## Given problem
Move the records from the line with "point: chrome faucet" through the end of the records, keeping every line in full. Add 81 to each x and y coordinate in the answers.

## Entries
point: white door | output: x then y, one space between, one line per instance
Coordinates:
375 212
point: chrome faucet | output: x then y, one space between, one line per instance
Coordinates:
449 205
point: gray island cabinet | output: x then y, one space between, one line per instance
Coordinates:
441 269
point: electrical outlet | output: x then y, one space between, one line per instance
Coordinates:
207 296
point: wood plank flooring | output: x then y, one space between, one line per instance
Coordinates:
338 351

## Solved exercise
point: chrome faucet | output: x then y, one space between, one line per instance
Coordinates:
530 286
point: gray island cabinet | output: x then y, one space between, one line per instance
Coordinates:
522 350
point: electrical outlet | output: x then y, one space between, one line per instance
Coordinates:
288 377
point: wood plank flooring | output: x then y, one space between, one line per instance
Coordinates:
419 432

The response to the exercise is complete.